======== Text for analysis ========

But the big question is, did Harris' original 8 patterns perform better than randomly selected trades? Because if not, the results have to be attributed to the long-only decision and the exits of 7 % stop and target. The price patterns were just useless accessory then. That actually was my whole point. I already showed that Harris' patterns were no better than random in the 6-year period he published results for.

Now go ahead and keep talking out of your ass by calling me a paper trader.
 
Quote from Code7:

Now go ahead and keep talking out of your ass by calling me a paper trader.

I need a system to trade. I cannot do random entries, your benchmark of evaluation. You are applying the wrong concept from statistics to trading. The issue with trading is whether you have a system that enforces discipline and has a winning bias. A random entry generator is the exact opposite at minus infinity. IF a system is random then why taking the trade now and not 30 minutes or 1 day latter?

Actually it appears that you do not even know how to paper trade correctly. You are another programmer who lurks around trading forums waiting to bash traders like me using words such as "random entries". Are you an idiot or what? This is a trading forum.
 
Quote from Code7:

There are lots of small flaws in what you did. You can't average individual profit factors of 8 different patterns into 1.3125 because some patterns have more trades than others, apart from slightly different amounts of avg_win and avg_loss. .

The trade-weighted PF is around 1.29 based on my calculations from the figure. It can be much higher if you use the various patterns with some clever money management.

======== Supplied records ========

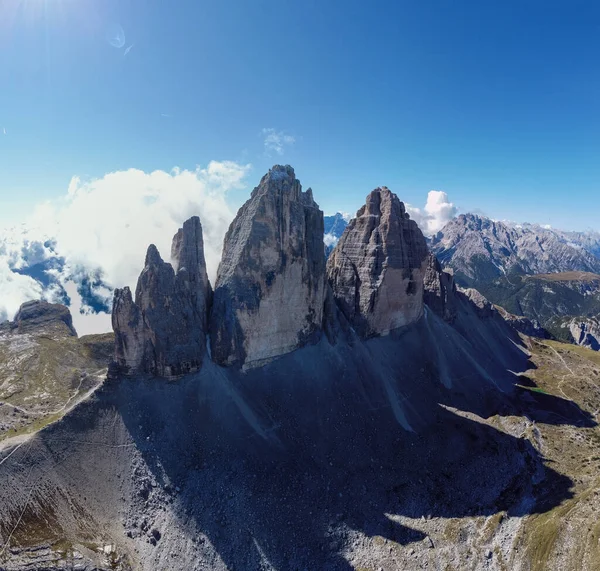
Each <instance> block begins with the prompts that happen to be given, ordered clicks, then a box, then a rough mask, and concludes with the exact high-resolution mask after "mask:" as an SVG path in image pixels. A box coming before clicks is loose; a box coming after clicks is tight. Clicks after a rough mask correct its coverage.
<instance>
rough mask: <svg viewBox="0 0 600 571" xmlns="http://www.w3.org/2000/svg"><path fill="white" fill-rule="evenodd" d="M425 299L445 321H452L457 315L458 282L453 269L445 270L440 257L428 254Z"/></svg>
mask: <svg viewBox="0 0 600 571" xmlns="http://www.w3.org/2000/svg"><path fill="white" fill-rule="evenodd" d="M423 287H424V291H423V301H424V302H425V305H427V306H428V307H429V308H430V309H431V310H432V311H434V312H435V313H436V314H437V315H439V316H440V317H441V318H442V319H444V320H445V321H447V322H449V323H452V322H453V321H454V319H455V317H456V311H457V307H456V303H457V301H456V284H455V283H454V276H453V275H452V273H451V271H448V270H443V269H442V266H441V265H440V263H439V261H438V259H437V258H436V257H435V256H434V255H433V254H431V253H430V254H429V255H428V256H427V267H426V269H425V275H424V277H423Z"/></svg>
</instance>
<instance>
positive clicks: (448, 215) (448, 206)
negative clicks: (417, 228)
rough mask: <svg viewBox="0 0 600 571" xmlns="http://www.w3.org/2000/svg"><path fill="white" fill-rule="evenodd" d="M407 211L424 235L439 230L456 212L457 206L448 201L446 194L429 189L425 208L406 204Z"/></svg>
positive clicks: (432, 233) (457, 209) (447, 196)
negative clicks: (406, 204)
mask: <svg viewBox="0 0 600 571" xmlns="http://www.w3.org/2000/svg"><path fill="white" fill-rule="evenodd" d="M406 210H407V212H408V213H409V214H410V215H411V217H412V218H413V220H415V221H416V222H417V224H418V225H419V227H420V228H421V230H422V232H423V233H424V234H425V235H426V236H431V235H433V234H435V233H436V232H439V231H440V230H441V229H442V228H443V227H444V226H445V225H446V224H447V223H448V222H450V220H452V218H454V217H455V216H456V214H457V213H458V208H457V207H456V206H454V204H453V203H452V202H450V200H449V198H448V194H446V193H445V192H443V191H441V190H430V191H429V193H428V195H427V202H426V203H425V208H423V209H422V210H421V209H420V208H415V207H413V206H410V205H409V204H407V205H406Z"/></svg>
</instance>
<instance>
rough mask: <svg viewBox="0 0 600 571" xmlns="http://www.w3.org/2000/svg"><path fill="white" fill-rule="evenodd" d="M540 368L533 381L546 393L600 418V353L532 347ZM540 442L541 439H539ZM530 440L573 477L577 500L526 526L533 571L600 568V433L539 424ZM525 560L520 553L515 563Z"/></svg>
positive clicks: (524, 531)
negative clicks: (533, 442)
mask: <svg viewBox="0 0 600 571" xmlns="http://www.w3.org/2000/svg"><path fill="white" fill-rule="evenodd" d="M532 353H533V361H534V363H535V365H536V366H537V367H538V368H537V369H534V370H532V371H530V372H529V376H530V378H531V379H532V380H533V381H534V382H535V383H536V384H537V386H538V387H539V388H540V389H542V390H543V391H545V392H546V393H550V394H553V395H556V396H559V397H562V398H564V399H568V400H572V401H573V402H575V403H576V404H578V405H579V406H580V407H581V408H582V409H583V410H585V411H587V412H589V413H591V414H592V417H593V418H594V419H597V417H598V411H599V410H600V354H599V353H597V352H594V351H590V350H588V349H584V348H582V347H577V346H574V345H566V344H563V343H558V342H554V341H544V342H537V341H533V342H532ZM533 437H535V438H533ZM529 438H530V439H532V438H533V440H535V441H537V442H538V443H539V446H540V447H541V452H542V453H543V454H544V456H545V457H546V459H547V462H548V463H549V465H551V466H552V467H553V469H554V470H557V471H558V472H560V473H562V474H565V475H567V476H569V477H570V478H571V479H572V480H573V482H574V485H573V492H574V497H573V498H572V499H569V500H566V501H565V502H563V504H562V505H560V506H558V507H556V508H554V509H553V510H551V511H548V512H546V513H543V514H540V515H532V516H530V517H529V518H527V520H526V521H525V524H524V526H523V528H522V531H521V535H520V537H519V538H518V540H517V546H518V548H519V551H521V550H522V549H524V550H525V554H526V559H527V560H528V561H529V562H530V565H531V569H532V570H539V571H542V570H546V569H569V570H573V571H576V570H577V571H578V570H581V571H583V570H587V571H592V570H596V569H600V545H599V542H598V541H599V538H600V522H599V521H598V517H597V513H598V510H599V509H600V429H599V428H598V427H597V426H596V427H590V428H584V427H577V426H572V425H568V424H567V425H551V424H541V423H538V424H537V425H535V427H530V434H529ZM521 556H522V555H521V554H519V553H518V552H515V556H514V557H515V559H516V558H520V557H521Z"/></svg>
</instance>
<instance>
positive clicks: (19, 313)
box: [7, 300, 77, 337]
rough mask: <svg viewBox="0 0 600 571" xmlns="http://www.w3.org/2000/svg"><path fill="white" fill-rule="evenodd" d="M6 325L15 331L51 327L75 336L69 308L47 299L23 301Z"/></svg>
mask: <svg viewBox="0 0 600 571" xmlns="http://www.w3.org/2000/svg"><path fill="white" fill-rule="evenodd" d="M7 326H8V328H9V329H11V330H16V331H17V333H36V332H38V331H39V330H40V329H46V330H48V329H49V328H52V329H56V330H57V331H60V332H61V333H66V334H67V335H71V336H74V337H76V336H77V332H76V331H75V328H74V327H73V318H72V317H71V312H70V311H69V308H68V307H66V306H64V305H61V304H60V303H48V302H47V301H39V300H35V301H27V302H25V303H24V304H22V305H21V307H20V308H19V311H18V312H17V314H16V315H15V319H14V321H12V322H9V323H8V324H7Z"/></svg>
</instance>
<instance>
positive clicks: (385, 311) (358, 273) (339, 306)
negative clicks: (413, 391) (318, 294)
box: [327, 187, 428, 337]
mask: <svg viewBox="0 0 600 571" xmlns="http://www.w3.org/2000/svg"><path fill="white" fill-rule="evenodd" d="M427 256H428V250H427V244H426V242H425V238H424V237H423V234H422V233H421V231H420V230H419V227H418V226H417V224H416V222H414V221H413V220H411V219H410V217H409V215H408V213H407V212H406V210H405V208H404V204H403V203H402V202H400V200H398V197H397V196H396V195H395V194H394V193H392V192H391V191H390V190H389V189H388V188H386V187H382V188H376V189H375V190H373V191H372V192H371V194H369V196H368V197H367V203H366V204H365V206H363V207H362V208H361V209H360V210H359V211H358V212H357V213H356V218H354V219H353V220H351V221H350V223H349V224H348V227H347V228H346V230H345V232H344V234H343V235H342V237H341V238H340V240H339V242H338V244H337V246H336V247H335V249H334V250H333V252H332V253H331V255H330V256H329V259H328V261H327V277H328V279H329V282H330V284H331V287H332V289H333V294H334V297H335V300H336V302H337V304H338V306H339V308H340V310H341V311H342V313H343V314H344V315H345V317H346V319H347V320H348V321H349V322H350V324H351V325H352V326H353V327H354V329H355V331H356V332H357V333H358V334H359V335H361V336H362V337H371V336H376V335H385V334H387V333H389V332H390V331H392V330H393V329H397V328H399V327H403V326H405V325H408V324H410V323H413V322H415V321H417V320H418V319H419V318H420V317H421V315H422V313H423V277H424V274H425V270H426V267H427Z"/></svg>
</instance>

========

* To-do item *
Quote the passage from the trading forum text that begins at the words "There are lots" and stops after "and avg_loss. .".

* Solution for this problem *
There are lots of small flaws in what you did. You can't average individual profit factors of 8 different patterns into 1.3125 because some patterns have more trades than others, apart from slightly different amounts of avg_win and avg_loss. .